## What needs to be done
Every entry that follows needs to be repeated exactly.

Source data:
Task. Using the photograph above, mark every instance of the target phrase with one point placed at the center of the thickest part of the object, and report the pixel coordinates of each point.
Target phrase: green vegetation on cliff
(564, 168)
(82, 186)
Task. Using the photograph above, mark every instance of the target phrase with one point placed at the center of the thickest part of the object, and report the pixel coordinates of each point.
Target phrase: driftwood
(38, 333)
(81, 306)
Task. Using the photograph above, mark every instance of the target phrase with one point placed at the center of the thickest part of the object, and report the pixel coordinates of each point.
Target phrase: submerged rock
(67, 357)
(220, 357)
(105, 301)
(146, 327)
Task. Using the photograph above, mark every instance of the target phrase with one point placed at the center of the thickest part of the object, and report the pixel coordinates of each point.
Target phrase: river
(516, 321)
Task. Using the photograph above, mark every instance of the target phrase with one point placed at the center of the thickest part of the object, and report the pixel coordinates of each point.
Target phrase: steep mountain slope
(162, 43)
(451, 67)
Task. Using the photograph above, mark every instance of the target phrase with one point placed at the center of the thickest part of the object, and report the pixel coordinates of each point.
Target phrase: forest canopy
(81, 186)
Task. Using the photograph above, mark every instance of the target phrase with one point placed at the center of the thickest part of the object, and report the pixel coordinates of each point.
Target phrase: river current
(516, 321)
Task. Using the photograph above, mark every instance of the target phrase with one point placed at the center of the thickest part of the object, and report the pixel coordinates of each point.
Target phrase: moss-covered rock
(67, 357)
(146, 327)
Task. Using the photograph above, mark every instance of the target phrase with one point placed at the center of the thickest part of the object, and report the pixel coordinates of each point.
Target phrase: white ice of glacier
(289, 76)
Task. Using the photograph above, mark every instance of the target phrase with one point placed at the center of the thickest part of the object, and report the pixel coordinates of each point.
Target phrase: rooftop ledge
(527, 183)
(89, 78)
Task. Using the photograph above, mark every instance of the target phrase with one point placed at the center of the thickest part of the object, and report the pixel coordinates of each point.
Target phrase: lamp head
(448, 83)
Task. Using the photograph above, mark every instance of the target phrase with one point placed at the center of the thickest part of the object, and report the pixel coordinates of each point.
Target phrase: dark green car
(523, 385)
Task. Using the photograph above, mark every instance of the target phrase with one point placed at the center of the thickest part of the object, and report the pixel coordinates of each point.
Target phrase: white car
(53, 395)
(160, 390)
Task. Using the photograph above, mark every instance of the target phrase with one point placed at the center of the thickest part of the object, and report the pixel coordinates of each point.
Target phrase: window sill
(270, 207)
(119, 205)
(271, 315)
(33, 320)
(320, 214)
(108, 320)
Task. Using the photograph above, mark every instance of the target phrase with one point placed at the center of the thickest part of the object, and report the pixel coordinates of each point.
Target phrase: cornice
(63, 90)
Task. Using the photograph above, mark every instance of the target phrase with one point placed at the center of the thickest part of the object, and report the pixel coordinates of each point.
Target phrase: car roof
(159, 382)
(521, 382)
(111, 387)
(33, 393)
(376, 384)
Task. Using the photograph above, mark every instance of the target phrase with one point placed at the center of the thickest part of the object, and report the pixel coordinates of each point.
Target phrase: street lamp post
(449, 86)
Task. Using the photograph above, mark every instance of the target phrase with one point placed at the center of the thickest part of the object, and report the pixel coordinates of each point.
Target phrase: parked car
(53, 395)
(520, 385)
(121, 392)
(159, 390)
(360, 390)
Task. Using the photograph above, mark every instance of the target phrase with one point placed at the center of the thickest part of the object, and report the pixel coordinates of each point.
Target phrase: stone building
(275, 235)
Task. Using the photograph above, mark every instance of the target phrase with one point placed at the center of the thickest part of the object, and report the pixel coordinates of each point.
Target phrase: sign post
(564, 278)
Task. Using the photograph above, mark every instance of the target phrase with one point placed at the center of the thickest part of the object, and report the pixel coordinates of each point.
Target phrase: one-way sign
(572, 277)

## Correct output
Task. Using the photograph above, mark every instance of the target phrase with one point placed at the center of the thickest part of the object, and report the pixel coordinates of each point.
Target phrase: green vegetation on cliff
(564, 168)
(82, 186)
Task. Using the photograph above, mark every instance of the target phrase with one point placed at the center of the thickest part of the object, and report the pixel coordinates of each point.
Target phrase: driftwood
(38, 333)
(81, 306)
Task. Using the photograph above, mark every instance of the target phrase with one point placed at the center of the thickest part of the object, and report the pixel coordinates of each point.
Target phrase: submerged rock
(67, 357)
(220, 357)
(105, 301)
(146, 327)
Task. Using the photograph above, mark every instance of the target phrase with one point placed at the center of the thickest part of the object, and report the pixel coordinates of each point.
Target phrase: river
(516, 321)
Task. Using the photograph above, mark every instance of the target phrase with one point placed at the center of the thickest part of the object, and report the pixel coordinates of each point.
Target phrase: steep mountain slope
(162, 43)
(451, 67)
Task. Using the photograph above, mark every instance of the target phrase with one point placed at the center of the thickest part of the object, and report the pixel coordinates of each point.
Target phrase: forest canopy
(81, 186)
Task. Using the photograph above, mark every instance of the target phrase with one point placed at the center of the thickest part of the object, and report the pixel coordinates of each point.
Target phrase: river current
(516, 321)
Task. Using the photograph above, mark every instance of the target phrase with one point placed at the center of the thickest part of the object, and report the pixel coordinates of each point.
Target phrase: moss-covered rock
(67, 357)
(146, 327)
Task. Using the photograph above, mark every instance of the target phrase with one point placed at the center of the thickest part of the object, and report the pixel coordinates of each point.
Target phrase: white ice of glacier
(289, 76)
Task. Using the photograph above, mark every instance of the target phrase with one point placed at the center of the thickest part of the object, and report the pixel coordinates of each point.
Target phrase: rooftop ledge
(527, 183)
(89, 78)
Task. Using the photograph above, mark every instance of the target phrase with one point placed at the center of the thickest part of the object, and report the pixel coordinates of each point.
Target phrase: lamp head
(448, 83)
Task. Using the photograph above, mark every instance of the target phrase with one point placed at the center of the thickest part of the object, and report the pixel coordinates of each point.
Target phrase: dark green car
(523, 385)
Task. Using the photograph above, mark every instance of the target phrase with one point placed at the center of the thickest part of the object, and report the pixel coordinates of each point.
Target phrase: white car
(53, 395)
(160, 390)
Task. Using the photograph above, mark every instance of the target phrase with one point placed at the center of the thickest part of the object, and report the pixel coordinates of each point.
Target phrase: window sill
(270, 207)
(119, 205)
(271, 315)
(33, 320)
(320, 214)
(108, 320)
Task. Using the photograph above, mark every instance of the target phrase with one point placed at the center of the thickest part of the object, and report the pixel coordinates of each point.
Target phrase: cornice
(63, 90)
Task. Using the photograph above, mark every instance of the target phrase with one point placed at the center of the thickest part of the object, and report the pixel coordinates of each point.
Target phrase: car roof
(159, 382)
(521, 382)
(111, 387)
(33, 393)
(376, 384)
Task. Using the photograph above, mark every instance of the target phrase with one point placed at the center of the thickest part of the object, and report the pixel coordinates of each point.
Target phrase: street lamp post
(449, 86)
Task. Using the photograph above, mark every instance of the target phrase with one point placed at the center of the thickest part of the object, and report the pixel coordinates of each point.
Target phrase: parked car
(53, 395)
(520, 385)
(121, 392)
(159, 390)
(360, 390)
Task. Using the photograph above, mark every instance of the target phrase with one point placed at the center of the thickest part of the object, and report the pixel coordinates of each point.
Target phrase: stone building
(275, 235)
Task. Using the photograph above, mark every instance of the target phrase with one point placed at the center of the thickest part of the object, and report the pixel coordinates of each point.
Target phrase: sign post
(564, 278)
Task. Using the photograph above, mark every instance of the target phrase with one point placed at the center of the thickest part of the object, and report the pixel coordinates of each point.
Target phrase: one-way sign
(572, 277)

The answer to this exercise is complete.